* _EXERCISE INSTRUCTIONS_: All of the data needs to be repeated exactly.

(Stored entries)
§
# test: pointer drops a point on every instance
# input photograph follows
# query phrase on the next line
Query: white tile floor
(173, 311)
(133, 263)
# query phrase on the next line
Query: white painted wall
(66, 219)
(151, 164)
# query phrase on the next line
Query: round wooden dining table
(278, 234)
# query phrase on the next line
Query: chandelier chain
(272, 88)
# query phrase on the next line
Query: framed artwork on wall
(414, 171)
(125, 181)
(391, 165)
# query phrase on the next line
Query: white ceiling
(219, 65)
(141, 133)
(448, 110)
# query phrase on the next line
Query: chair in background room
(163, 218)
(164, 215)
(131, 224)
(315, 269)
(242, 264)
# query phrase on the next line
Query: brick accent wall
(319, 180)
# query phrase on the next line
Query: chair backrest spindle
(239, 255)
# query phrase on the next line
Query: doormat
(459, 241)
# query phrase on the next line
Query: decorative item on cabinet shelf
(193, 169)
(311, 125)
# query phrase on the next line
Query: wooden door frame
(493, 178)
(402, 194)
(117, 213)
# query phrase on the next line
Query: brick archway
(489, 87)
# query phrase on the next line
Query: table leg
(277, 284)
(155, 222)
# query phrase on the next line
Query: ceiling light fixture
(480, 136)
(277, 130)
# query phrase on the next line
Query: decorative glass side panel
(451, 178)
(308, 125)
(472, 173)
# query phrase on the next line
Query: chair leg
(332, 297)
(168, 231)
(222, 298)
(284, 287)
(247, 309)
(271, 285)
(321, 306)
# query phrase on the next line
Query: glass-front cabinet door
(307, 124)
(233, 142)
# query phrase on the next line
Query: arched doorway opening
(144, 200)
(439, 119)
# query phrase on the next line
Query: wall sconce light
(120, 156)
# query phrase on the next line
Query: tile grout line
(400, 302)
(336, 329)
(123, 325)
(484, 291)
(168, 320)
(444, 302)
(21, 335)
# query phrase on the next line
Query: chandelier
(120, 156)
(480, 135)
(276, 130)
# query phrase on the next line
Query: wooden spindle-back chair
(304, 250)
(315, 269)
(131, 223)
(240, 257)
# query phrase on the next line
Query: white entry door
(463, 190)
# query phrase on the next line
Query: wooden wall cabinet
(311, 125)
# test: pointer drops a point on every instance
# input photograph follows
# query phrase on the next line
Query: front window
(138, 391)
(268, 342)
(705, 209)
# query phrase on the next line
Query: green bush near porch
§
* _COMPLETED EXERCISE_:
# test: pointer drops a point on every instance
# input photograph follows
# query phrase on the next line
Query: white tile floor
(173, 311)
(133, 263)
# query phrase on the next line
Query: white painted wall
(66, 219)
(151, 164)
# query phrase on the next line
Query: round wooden dining table
(278, 234)
# query phrase on the next line
Query: chandelier chain
(272, 88)
# query phrase on the next line
Query: framed artwork on wall
(414, 171)
(125, 181)
(391, 165)
# query phrase on the next line
Query: white ceiling
(219, 65)
(141, 133)
(448, 110)
# query phrase on the next line
Query: chair in background room
(163, 218)
(164, 215)
(131, 224)
(315, 269)
(242, 264)
# query phrase on the next line
Query: brick accent wall
(319, 180)
# query phrase on the next line
Query: chair backrest spindle
(239, 255)
# query phrase on the next line
Query: doormat
(459, 241)
# query phrase on the next line
Query: decorative item on cabinet shelf
(193, 169)
(311, 125)
# query phrase on the next line
Query: wooden door frame
(493, 178)
(402, 194)
(117, 213)
# query phrase on the next line
Query: brick archway
(489, 87)
# query phrase on the next line
Query: table leg
(277, 284)
(155, 222)
# query phrase on the next line
Query: ceiling light fixture
(480, 136)
(277, 130)
# query phrase on the next line
Query: decorative glass side panel
(451, 178)
(308, 125)
(472, 173)
# query phrase on the next line
Query: chair leg
(332, 297)
(168, 231)
(222, 298)
(284, 287)
(247, 309)
(271, 285)
(321, 306)
# query phrase on the next line
Query: glass-front cabinet door
(307, 124)
(233, 142)
# query phrase on the next line
Query: arched doorway opening
(144, 200)
(439, 119)
# query phrase on the next line
Query: wall sconce light
(120, 156)
# query phrase on the next line
Query: tile grout line
(400, 302)
(336, 329)
(123, 325)
(484, 291)
(168, 320)
(444, 302)
(21, 335)
# query phrase on the next line
Query: chandelier
(120, 156)
(480, 135)
(276, 130)
# query phrase on the next line
Query: wooden spindle-back chair
(304, 250)
(315, 269)
(131, 223)
(240, 257)
# query phrase on the next line
Query: white entry door
(463, 190)
# query phrase on the next line
Query: wooden wall cabinet
(311, 125)
# test: pointer drops a point on every instance
# input photograph follows
# query phrase on the next line
Query: front window
(138, 391)
(268, 342)
(705, 209)
# query phrase on the next line
Query: green bush near porch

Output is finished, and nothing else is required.